═══ EXTRACT PROVIDED
Number 95: Robert Frost "Spring Pools"


Spring Pools
These pools that, though in forests, still reflect
The total sky almost without defect,
And like the flowers beside them, chill and shiver,
Will like the flowers beside them soon be gone,
And yet not out by any brook or river,
But up by roots to bring dark foliage on.
The trees that have it in their pent-up buds
To darken nature and be summer woods --
Let them think twice before they use their powers
To blot out and drink up and sweep away
These flowery waters and these watery flowers
From snow that melted only yesterday.

-- Robert Frost

Hap Notes: Frost is often a bundle of seeming contradictions. What is he saying in this poem, that he hates summer? That brutal trees suck up all the spring pools beneath them and darken the woods? Or maybe, that nothing, even as beautiful as these puddles of water under the bare trees which reflect early blossoming flowers, can last?

Winter is a time of survival, especially in the Northeastern part of the U.S. where Frost was living. The melting snow, the first blossoms, the reflected sky, the buds on the trees all stand as a mark that winter is over, one has survived another cold snowy season and life is returning anew to the earth. Does Frost really want the trees to not "use their powers" to drink up the water and grow? Does he think that will happen, that the trees will "think twice"?

There's something going on in this lovely poem with its "flowery waters" and its "watery flowers" aside from the declaration that summer is coming on too fast. It has to do with the passage of time, survival, growth and loneliness. Any contradiction in the poem is really supplied by nature who gives with one gesture as it takes with another. Is Frost, perhaps, encouraging us to "think twice" about the passing of the seasons and the delicacy of the beauty of the spring before we go to another phase of our lives?
══════
Translate this sentence from the piece on "Spring Pools" into Spanish: "Winter is a time of survival, especially in the Northeastern part of the U.S. where Frost was living."
═══ GIVEN ENTRIES
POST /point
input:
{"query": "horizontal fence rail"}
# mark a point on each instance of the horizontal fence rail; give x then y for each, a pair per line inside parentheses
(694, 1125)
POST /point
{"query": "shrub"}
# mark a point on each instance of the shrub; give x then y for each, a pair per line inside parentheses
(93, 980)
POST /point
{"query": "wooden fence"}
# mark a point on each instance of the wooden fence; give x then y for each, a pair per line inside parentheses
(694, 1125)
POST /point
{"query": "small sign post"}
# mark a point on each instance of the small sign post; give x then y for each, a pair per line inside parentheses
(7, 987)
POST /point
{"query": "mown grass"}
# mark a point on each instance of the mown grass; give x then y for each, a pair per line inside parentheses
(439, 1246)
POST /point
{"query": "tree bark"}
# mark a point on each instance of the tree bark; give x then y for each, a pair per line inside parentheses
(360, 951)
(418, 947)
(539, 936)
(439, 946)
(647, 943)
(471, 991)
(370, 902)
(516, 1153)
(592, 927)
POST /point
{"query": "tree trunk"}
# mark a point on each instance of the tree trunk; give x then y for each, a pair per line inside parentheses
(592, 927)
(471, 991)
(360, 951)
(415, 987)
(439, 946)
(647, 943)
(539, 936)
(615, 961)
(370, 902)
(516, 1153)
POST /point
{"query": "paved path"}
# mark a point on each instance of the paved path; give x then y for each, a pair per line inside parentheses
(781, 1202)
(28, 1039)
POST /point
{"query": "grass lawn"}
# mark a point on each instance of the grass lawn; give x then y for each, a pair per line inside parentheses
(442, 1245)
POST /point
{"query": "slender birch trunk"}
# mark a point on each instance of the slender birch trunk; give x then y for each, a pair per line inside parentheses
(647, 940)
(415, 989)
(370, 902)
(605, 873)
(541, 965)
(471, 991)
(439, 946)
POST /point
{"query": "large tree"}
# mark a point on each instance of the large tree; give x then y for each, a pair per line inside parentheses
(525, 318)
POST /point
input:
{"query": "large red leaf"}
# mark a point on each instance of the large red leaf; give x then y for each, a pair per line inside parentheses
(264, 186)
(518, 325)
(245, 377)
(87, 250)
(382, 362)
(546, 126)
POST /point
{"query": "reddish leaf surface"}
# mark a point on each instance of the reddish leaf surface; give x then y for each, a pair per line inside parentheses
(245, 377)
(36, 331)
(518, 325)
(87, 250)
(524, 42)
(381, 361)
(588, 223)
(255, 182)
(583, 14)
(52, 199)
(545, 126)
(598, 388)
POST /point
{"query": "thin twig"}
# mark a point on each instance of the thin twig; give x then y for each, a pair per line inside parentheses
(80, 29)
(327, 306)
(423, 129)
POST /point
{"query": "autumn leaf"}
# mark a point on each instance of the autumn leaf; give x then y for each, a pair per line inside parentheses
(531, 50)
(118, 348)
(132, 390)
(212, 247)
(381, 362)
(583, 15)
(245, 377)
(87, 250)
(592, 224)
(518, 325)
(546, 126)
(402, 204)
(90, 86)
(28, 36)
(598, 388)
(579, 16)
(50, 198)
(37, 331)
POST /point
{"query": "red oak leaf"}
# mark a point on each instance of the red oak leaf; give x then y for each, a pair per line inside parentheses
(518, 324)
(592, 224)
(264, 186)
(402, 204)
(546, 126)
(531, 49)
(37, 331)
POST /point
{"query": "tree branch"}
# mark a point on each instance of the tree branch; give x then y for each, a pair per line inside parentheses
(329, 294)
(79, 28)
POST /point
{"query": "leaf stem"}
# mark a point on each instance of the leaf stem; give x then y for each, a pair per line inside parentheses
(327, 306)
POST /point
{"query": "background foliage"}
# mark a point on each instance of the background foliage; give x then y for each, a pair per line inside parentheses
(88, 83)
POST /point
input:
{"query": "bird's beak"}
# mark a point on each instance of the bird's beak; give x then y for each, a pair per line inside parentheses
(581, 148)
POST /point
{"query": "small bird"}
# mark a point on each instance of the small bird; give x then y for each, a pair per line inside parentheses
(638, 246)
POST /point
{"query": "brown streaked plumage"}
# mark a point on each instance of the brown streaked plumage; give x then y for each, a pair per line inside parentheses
══════
THE OUTPUT: El invierno es una época de supervivencia, especialmente en la parte noreste de los EE. UU., donde vivía Frost.